======== RECORDS SHOWN ========

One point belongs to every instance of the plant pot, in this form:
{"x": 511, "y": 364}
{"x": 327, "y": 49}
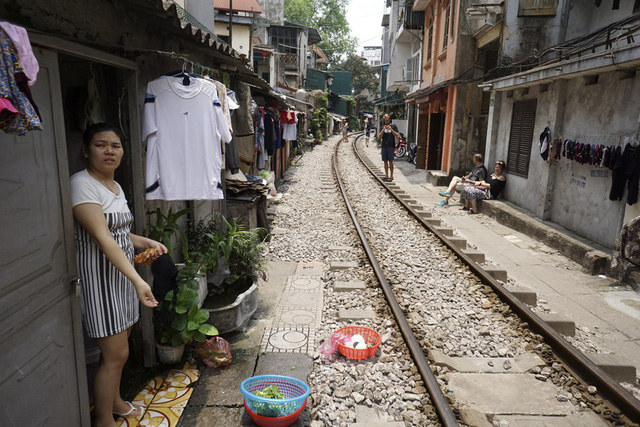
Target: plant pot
{"x": 235, "y": 315}
{"x": 169, "y": 355}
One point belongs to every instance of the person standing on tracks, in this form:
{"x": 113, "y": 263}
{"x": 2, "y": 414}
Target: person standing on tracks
{"x": 388, "y": 135}
{"x": 345, "y": 131}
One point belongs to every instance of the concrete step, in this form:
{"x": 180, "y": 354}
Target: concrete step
{"x": 433, "y": 221}
{"x": 559, "y": 323}
{"x": 445, "y": 230}
{"x": 353, "y": 315}
{"x": 525, "y": 295}
{"x": 475, "y": 255}
{"x": 424, "y": 214}
{"x": 497, "y": 273}
{"x": 349, "y": 286}
{"x": 616, "y": 367}
{"x": 342, "y": 265}
{"x": 459, "y": 242}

========

■ SET PROBLEM: Reproduce every one of the records above word for word, omitting the pictures.

■ COMPLETE ANSWER:
One point belongs to every instance of the plant pot, in this form:
{"x": 511, "y": 364}
{"x": 327, "y": 49}
Target: plant pot
{"x": 235, "y": 315}
{"x": 169, "y": 355}
One point belongs to every instance of the person standing on tracks, in this form:
{"x": 113, "y": 263}
{"x": 2, "y": 414}
Target: person standing on tracks
{"x": 388, "y": 135}
{"x": 345, "y": 131}
One point belongs to every instance of the concrete step, in this form:
{"x": 180, "y": 354}
Target: concrete step
{"x": 433, "y": 221}
{"x": 559, "y": 323}
{"x": 445, "y": 230}
{"x": 353, "y": 315}
{"x": 525, "y": 295}
{"x": 475, "y": 255}
{"x": 424, "y": 214}
{"x": 497, "y": 273}
{"x": 349, "y": 286}
{"x": 616, "y": 367}
{"x": 342, "y": 265}
{"x": 459, "y": 242}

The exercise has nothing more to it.